To be done =>
Print every entry below word for word, keeping each line unchanged and in its original order.

Supplied records =>
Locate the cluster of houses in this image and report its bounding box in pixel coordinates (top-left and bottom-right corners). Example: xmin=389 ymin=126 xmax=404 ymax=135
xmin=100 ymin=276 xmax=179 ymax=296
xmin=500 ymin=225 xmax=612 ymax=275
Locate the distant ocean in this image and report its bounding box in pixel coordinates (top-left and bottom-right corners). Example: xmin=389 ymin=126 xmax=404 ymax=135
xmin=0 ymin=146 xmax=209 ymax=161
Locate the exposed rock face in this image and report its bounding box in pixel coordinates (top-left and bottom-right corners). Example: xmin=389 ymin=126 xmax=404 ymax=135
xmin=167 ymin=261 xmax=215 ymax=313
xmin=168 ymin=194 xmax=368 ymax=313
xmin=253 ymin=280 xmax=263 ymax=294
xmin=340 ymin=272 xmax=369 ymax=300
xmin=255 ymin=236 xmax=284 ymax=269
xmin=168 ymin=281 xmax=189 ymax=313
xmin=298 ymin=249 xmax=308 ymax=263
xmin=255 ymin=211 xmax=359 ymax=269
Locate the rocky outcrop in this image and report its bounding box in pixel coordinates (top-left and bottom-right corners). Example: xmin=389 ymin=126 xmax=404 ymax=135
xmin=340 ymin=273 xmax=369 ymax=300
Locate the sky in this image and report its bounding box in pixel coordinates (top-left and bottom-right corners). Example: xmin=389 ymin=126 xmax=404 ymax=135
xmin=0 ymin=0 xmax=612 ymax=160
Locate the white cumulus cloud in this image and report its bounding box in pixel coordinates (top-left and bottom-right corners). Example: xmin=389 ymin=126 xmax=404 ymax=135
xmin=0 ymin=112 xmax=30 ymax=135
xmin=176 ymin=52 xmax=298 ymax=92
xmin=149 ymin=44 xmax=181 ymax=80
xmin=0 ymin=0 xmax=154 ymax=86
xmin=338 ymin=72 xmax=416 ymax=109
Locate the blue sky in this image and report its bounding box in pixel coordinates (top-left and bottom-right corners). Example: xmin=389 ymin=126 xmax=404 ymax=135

Exercise output =>
Locate the cluster of houses in this image and report its bounding box in pixel coordinates (top-left and bottom-right corners). Example: xmin=389 ymin=126 xmax=404 ymax=135
xmin=100 ymin=276 xmax=179 ymax=296
xmin=500 ymin=225 xmax=612 ymax=275
Locate the distant ocean in this image and report its bounding box in pixel coordinates (top-left and bottom-right corners). Example: xmin=389 ymin=126 xmax=404 ymax=135
xmin=0 ymin=146 xmax=209 ymax=161
Locate the exposed rock face in this image and report its bounding box in pixel coordinates (top-left and bottom-right corners). Example: xmin=389 ymin=126 xmax=404 ymax=135
xmin=167 ymin=261 xmax=215 ymax=313
xmin=168 ymin=194 xmax=368 ymax=313
xmin=253 ymin=280 xmax=263 ymax=294
xmin=340 ymin=272 xmax=369 ymax=300
xmin=255 ymin=236 xmax=284 ymax=269
xmin=168 ymin=281 xmax=189 ymax=313
xmin=298 ymin=249 xmax=308 ymax=263
xmin=255 ymin=211 xmax=359 ymax=269
Locate the rocky outcrop in this image and report its bounding box in pixel coordinates (top-left and bottom-right corners). Example: xmin=389 ymin=126 xmax=404 ymax=135
xmin=340 ymin=273 xmax=369 ymax=300
Locate the sky in this image and report its bounding box in pixel coordinates (top-left and bottom-right corners). Example: xmin=389 ymin=126 xmax=404 ymax=135
xmin=0 ymin=0 xmax=612 ymax=160
Locate the white cumulus cloud in this image and report its bounding box in pixel coordinates (top-left and bottom-right corners). Example: xmin=389 ymin=126 xmax=404 ymax=135
xmin=0 ymin=112 xmax=30 ymax=135
xmin=176 ymin=52 xmax=298 ymax=92
xmin=149 ymin=44 xmax=181 ymax=80
xmin=0 ymin=0 xmax=154 ymax=86
xmin=338 ymin=72 xmax=416 ymax=109
Locate the blue sky in this image and report its bounding box in pixel coordinates (top-left and bottom-right corners). Example: xmin=389 ymin=126 xmax=404 ymax=135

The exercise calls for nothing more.